■ **Saved entries**:

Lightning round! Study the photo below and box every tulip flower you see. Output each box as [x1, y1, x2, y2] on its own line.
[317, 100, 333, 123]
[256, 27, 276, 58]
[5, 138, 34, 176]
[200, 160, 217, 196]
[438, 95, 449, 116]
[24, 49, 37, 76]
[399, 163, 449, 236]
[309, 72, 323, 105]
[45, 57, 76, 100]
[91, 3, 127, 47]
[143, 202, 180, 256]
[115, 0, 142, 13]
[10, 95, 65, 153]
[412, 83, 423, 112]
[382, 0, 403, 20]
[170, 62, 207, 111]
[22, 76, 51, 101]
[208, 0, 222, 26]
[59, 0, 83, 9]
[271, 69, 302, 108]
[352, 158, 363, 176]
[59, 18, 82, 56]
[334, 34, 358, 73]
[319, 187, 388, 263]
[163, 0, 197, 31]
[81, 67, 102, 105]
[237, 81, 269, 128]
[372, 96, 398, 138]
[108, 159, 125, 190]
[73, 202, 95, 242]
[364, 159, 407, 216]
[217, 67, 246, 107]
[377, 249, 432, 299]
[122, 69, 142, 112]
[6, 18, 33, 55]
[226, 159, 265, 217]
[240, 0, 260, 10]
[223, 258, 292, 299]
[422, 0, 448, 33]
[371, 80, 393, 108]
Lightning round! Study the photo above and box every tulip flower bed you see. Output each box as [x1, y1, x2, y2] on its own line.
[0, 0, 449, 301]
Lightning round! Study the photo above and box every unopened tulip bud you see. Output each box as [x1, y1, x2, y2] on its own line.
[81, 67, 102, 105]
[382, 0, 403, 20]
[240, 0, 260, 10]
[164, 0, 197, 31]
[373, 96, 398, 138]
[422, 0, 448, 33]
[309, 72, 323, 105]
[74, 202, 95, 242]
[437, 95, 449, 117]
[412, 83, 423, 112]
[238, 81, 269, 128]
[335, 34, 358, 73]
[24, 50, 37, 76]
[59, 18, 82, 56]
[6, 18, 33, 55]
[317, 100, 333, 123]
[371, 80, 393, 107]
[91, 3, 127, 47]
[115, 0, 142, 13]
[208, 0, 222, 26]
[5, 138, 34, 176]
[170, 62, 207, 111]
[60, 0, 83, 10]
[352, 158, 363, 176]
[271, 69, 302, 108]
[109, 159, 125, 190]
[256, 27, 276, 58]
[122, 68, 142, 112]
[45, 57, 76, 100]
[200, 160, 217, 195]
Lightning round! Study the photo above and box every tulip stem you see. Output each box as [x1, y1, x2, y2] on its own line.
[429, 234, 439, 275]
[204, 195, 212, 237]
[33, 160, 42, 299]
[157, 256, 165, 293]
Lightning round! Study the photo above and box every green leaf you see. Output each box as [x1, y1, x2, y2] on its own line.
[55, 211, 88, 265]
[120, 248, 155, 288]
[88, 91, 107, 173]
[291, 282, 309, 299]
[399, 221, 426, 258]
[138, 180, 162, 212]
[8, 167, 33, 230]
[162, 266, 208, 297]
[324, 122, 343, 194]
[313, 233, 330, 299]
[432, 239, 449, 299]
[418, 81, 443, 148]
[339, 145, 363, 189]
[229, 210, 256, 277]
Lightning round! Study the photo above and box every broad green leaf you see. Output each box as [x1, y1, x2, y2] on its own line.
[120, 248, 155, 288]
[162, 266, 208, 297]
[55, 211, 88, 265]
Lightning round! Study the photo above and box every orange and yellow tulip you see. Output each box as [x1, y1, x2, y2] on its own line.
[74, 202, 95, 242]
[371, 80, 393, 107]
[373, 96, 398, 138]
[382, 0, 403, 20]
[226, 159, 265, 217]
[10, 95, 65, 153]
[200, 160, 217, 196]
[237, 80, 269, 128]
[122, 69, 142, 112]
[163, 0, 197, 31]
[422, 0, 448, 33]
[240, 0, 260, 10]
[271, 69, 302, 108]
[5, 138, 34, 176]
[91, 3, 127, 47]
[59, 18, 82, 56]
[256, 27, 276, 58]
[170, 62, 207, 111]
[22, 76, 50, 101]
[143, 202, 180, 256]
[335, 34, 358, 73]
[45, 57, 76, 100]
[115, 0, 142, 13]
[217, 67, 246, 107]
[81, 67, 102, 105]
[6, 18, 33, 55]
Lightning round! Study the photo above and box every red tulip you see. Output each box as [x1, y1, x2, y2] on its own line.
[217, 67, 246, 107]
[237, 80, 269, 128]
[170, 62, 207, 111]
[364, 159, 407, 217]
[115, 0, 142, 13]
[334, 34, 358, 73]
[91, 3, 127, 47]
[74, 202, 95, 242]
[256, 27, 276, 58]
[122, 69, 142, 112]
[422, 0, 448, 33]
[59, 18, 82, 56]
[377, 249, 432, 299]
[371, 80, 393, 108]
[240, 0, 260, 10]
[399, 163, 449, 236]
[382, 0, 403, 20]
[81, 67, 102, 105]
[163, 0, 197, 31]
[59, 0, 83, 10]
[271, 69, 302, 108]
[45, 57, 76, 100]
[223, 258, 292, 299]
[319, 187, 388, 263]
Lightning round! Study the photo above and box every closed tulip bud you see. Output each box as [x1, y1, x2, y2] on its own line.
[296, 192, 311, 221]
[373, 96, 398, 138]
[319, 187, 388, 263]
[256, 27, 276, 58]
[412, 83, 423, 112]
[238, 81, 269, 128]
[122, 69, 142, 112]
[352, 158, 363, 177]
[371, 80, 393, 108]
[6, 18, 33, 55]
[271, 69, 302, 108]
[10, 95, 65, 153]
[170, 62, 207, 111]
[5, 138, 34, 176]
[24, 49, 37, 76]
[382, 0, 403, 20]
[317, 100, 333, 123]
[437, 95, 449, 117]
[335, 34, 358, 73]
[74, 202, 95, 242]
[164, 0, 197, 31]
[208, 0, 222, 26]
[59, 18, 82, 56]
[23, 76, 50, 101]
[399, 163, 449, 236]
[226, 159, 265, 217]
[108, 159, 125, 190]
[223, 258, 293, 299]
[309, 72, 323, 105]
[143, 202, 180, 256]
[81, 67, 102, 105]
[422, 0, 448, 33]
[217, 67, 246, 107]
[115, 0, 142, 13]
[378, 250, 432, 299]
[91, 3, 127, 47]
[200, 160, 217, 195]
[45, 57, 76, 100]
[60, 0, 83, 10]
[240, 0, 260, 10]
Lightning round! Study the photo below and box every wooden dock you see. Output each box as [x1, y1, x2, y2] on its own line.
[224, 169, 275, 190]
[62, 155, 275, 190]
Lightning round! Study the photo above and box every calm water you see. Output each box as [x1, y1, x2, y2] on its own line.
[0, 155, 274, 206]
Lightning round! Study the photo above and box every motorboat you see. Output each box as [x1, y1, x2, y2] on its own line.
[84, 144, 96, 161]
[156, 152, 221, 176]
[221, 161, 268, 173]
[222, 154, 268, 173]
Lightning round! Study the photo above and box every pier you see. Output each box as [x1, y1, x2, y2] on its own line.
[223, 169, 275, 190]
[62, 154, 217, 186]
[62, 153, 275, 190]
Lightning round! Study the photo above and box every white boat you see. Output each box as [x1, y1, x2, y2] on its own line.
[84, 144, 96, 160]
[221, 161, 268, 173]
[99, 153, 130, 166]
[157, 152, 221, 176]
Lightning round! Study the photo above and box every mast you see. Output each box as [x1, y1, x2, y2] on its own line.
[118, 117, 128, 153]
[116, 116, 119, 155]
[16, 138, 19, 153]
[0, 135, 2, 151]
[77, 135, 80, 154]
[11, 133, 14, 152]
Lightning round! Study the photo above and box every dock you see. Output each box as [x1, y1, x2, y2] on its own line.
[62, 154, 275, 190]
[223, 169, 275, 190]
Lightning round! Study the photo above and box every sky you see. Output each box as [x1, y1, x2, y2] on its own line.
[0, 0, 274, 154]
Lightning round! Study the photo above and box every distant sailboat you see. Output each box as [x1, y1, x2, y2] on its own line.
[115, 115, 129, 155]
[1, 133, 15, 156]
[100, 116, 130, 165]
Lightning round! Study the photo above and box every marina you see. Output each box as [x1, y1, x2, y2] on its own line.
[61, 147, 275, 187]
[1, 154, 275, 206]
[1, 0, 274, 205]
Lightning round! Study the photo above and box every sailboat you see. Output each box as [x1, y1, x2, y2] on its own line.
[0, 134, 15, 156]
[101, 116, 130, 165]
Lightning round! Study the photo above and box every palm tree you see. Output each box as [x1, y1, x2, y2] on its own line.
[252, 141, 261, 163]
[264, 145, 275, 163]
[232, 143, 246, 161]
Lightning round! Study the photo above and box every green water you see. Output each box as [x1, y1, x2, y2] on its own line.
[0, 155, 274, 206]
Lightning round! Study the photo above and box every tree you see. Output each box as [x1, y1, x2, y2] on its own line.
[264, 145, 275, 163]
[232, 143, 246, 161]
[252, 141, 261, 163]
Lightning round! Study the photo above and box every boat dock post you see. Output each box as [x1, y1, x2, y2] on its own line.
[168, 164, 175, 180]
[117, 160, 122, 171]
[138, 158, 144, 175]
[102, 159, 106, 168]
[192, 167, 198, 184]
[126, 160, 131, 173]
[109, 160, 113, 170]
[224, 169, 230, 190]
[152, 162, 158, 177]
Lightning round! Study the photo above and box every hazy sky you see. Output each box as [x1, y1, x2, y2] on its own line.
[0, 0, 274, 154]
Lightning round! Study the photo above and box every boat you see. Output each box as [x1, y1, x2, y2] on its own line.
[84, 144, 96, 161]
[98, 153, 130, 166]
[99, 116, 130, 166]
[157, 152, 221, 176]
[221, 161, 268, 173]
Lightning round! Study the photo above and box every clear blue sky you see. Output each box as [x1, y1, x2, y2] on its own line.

■ **Action item**: Restate, word for word, the final stretch of the entries above: the line containing "Lightning round! Study the photo above and box every marina" and every line after it, up to and including the last.

■ **Result of this exercise**:
Lightning round! Study the photo above and box every marina you see. Output each box as [x1, y1, x2, y2] on its own line.
[61, 147, 275, 187]
[1, 154, 275, 206]
[1, 0, 274, 205]
Lightning round! Study the photo above and box every sailboat you see. Output each box as [x1, y1, x2, y2] on its own line.
[0, 134, 15, 156]
[101, 116, 130, 165]
Lightning round! Study the photo above and box every palm tree you see. Output each box as [x1, y1, x2, y2] on its own line.
[252, 141, 261, 163]
[264, 145, 275, 163]
[232, 143, 246, 161]
Lightning round! Study the photo above and box every green water you see. Output each box as [x1, y1, x2, y2] on its own line.
[0, 155, 274, 206]
Lightning round! Study the photo above and box every tree you see. Output each box as [x1, y1, x2, y2] on its own line.
[264, 145, 275, 163]
[232, 143, 246, 161]
[252, 141, 261, 163]
Lightning round! Study the photo above and box every boat dock post you see. Output each box as [x1, y1, x2, y2] on its own line.
[168, 164, 175, 180]
[117, 160, 122, 171]
[138, 158, 144, 175]
[102, 159, 106, 168]
[192, 167, 198, 184]
[126, 160, 131, 173]
[109, 160, 113, 170]
[224, 169, 230, 190]
[152, 162, 158, 177]
Lightning round! Study the photo above and box every hazy sky you see. Output each box as [x1, y1, x2, y2] on its own line.
[0, 0, 274, 154]
Lightning round! Study the photo above and box every boat you see. Output each box as [x1, y1, x2, y2] on its own line.
[84, 144, 96, 161]
[98, 153, 130, 166]
[99, 116, 130, 166]
[157, 152, 221, 176]
[221, 161, 268, 173]
Lightning round! Study the photo above and box every clear blue sky you see. Output each box as [x1, y1, x2, y2] on its own line.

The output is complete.